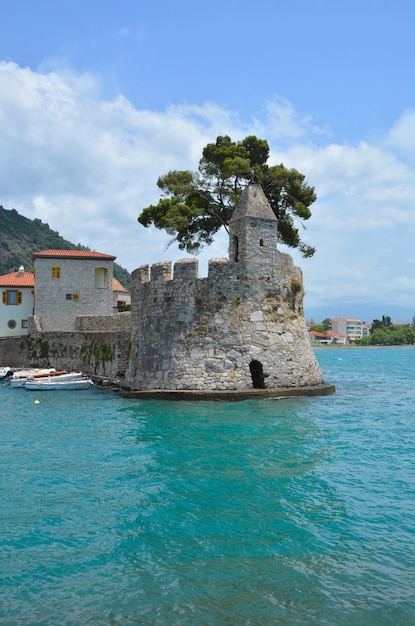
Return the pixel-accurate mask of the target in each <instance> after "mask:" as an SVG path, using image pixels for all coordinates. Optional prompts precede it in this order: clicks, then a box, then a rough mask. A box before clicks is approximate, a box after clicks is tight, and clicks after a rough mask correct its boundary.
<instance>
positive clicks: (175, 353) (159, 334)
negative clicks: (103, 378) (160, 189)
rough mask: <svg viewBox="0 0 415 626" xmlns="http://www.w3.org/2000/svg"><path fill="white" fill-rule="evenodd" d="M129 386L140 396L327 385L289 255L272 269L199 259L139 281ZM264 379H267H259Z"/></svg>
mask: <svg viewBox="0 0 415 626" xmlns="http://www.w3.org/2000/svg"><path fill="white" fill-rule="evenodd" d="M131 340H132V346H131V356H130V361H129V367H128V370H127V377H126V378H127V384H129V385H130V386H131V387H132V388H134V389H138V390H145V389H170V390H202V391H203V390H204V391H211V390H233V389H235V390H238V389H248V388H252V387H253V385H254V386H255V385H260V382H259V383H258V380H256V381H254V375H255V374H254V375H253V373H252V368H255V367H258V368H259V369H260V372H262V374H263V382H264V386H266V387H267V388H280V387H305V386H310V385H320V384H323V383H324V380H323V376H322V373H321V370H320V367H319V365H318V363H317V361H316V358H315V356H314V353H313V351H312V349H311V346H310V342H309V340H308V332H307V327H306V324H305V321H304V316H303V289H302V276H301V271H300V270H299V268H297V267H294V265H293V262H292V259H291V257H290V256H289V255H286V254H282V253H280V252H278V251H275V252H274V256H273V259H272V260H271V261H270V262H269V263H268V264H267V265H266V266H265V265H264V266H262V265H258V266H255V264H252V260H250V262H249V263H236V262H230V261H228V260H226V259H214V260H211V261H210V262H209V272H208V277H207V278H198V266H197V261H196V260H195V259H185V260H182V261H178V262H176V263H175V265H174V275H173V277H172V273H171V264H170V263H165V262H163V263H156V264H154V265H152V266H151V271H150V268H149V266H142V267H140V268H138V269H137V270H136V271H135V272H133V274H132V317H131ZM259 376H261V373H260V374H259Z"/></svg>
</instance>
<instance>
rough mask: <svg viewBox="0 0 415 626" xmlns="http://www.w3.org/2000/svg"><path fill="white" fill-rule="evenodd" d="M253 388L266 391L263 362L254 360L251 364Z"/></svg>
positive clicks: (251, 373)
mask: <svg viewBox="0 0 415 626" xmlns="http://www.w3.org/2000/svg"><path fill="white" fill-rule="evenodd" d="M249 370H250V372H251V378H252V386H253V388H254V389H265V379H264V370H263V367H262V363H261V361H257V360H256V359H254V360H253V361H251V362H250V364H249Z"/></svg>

## TASK DESCRIPTION
Quote all the rows above word for word, leaving out the pictures.

## ANSWER TO THE EXERCISE
Return the pixel-accurate mask of the target in each <instance> after "mask:" as an SVG path, using image pixels for all coordinates. Optional prompts precede it in this order: clicks, then a box, then a rough mask. A box before clicks is approximate, a box after clicks is tight, and clicks after a rough mask correct its boundary.
<instance>
positive clicks: (175, 353) (159, 334)
negative clicks: (103, 378) (160, 189)
rough mask: <svg viewBox="0 0 415 626" xmlns="http://www.w3.org/2000/svg"><path fill="white" fill-rule="evenodd" d="M129 386L140 396L327 385L289 255L272 269L199 259L139 281ZM264 379H267H259Z"/></svg>
mask: <svg viewBox="0 0 415 626" xmlns="http://www.w3.org/2000/svg"><path fill="white" fill-rule="evenodd" d="M131 340H132V346H131V356H130V361H129V367H128V370H127V377H126V378H127V384H129V385H130V386H131V387H132V388H134V389H138V390H145V389H170V390H202V391H203V390H204V391H211V390H233V389H235V390H238V389H248V388H252V387H253V385H254V386H255V385H260V382H259V383H258V380H256V381H254V375H255V374H254V375H253V373H252V368H255V367H258V368H259V369H260V372H262V374H263V382H264V386H266V387H267V388H280V387H305V386H310V385H320V384H323V383H324V380H323V376H322V373H321V370H320V367H319V365H318V363H317V361H316V358H315V356H314V353H313V351H312V349H311V346H310V342H309V340H308V332H307V327H306V324H305V321H304V316H303V289H302V276H301V271H300V270H299V268H297V267H294V265H293V262H292V259H291V257H290V256H289V255H286V254H282V253H280V252H278V251H275V252H274V256H273V259H272V260H271V261H270V262H269V263H268V264H267V265H266V266H265V265H264V266H262V265H258V266H255V264H252V260H250V262H249V263H236V262H230V261H228V260H226V259H214V260H211V261H210V262H209V272H208V277H207V278H198V266H197V261H196V260H195V259H185V260H182V261H178V262H176V263H175V265H174V275H173V277H172V273H171V264H170V263H165V262H163V263H156V264H154V265H152V266H151V271H150V268H149V266H142V267H140V268H138V269H137V270H136V271H135V272H133V274H132V317H131ZM259 376H261V373H260V374H259Z"/></svg>
</instance>
<instance>
rough mask: <svg viewBox="0 0 415 626" xmlns="http://www.w3.org/2000/svg"><path fill="white" fill-rule="evenodd" d="M253 388L266 391L263 362L254 360L251 364Z"/></svg>
positive clicks: (251, 373)
mask: <svg viewBox="0 0 415 626" xmlns="http://www.w3.org/2000/svg"><path fill="white" fill-rule="evenodd" d="M249 370H250V372H251V378H252V386H253V388H254V389H265V379H264V370H263V367H262V363H261V361H257V360H256V359H254V360H253V361H251V362H250V364H249Z"/></svg>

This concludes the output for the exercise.